» **The request**:
Copy every line of the material below word for word, leaving nothing out and changing nothing.

» **Provided data**:
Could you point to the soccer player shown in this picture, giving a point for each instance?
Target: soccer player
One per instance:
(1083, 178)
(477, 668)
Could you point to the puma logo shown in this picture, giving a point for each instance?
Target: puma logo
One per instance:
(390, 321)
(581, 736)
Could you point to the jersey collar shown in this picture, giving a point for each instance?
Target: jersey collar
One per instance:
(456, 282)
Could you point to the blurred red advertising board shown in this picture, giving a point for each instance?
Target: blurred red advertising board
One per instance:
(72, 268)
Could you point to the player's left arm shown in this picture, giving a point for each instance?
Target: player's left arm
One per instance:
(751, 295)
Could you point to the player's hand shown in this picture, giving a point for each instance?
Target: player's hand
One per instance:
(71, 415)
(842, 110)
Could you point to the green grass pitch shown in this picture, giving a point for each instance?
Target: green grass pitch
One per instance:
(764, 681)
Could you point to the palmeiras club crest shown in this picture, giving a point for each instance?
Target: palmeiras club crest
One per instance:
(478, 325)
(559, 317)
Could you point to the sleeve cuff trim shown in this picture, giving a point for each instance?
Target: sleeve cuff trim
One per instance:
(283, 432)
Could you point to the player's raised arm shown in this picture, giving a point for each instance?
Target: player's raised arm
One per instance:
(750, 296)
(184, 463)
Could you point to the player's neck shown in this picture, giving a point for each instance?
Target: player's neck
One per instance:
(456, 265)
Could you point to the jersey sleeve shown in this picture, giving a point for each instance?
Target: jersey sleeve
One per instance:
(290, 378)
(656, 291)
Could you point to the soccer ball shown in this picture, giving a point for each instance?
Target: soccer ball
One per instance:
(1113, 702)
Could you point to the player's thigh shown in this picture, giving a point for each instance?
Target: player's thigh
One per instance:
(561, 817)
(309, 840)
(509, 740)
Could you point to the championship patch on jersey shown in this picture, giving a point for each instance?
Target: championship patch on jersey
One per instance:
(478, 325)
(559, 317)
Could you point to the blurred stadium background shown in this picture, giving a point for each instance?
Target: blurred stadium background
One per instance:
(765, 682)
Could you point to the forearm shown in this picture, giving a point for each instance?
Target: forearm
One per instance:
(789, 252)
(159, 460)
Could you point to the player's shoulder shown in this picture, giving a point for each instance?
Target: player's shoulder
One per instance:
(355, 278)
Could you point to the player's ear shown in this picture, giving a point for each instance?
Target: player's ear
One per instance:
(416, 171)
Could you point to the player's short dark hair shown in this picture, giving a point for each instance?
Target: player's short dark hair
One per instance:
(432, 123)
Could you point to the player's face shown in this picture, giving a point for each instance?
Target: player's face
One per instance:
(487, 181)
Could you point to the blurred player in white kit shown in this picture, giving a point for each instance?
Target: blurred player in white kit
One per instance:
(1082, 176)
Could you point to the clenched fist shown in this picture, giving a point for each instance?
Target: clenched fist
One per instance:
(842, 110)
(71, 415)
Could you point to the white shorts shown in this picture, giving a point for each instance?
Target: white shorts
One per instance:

» **Output for this task**:
Could you point to the soccer player shown in this picture, giving a point for each instance?
Target: soccer player
One per instance:
(1083, 178)
(477, 668)
Could you point to the puma logo shown in this picture, giving a point for each instance?
Target: puma logo
One per instance:
(390, 321)
(581, 736)
Could you point to the jersey collar shown in this picture, giving a point for each instance?
Target: jersey collar
One per instance:
(456, 282)
Could you point to the blurred red advertising board shown in this picture, giving a point for each instance?
Target: blurred red advertising board
One per instance:
(72, 268)
Could you point to the player's left arm shown in this picture, giving a point for each instance?
Target: player's left arm
One per instance:
(751, 295)
Could you point to the player's hand shown in this picture, giving a point for each instance?
Target: player's hand
One per instance:
(71, 415)
(842, 110)
Could you point to the green grass pitch shown in this picture, giving a point for each instance?
Target: green grass pitch
One per instance:
(764, 681)
Could you point to the palmeiras club crest shown in this picture, giving a point for each instance?
Target: palmeiras club crest
One per instance:
(478, 325)
(559, 317)
Could you point to the sleeve cuff trim shown in this picture, giving a point for each instance?
Target: sleeve cuff trim
One per instance:
(283, 432)
Could you point to the player's raised arm shown in this picture, giving a point for each instance?
Target: player's raised arm
One per instance:
(750, 296)
(184, 463)
Could you point to the player's neck shown in this picture, giving a point for each instance?
Target: player's neck
One per instance:
(456, 265)
Could you point to the jersey sleeve shown in this picture, giving a point for each instance?
Target: jersey sleeve
One per instance:
(290, 378)
(656, 291)
Could you point to the soccer ball shown in this picture, giving a point for each instance?
Target: soccer ball
One per instance:
(1113, 702)
Could you point to the player's thigh shown in this picture, giving a point for each instance?
Target: player's thigh
One per instance:
(561, 817)
(309, 840)
(509, 740)
Could you point to the championship patch on jersey shown in this picture, giving a point for each instance?
Target: championship patch on jersey
One per instance:
(478, 325)
(559, 317)
Could you point to the blurred stadium background shown in this picture, giving a point for each instance?
Target: blurred stadium background
One per instance:
(765, 682)
Could you point to the forearm shown in this picture, giving a point for each instance?
Target: forearm
One per instance:
(789, 252)
(159, 460)
Could you point to the player's shoulder shown in this picture, giving a point for each instance?
Target: player's shoulder
One per instance:
(355, 278)
Could you point to the player's ear shown in this picture, giving a point for each instance?
Target: player's ear
One per instance:
(416, 171)
Could you point to the player's short dark hair shown in this picture, giving a point for each instance?
Target: player's short dark hair
One per instance:
(432, 123)
Could you point to the player's face shown in this picture, giving a point for each instance?
Target: player's face
One per instance:
(487, 181)
Could you point to the blurred player in white kit shown in this picture, giving a point for each instance?
Target: blurred player in white kit
One per instance:
(1082, 176)
Could you point to the clenched fist shown in this picture, giving a point for each instance?
Target: clenched fist
One per instance:
(842, 110)
(71, 415)
Could you point to the white shorts shown in this picture, giving a point for each instance?
Target: white shorts
One per instance:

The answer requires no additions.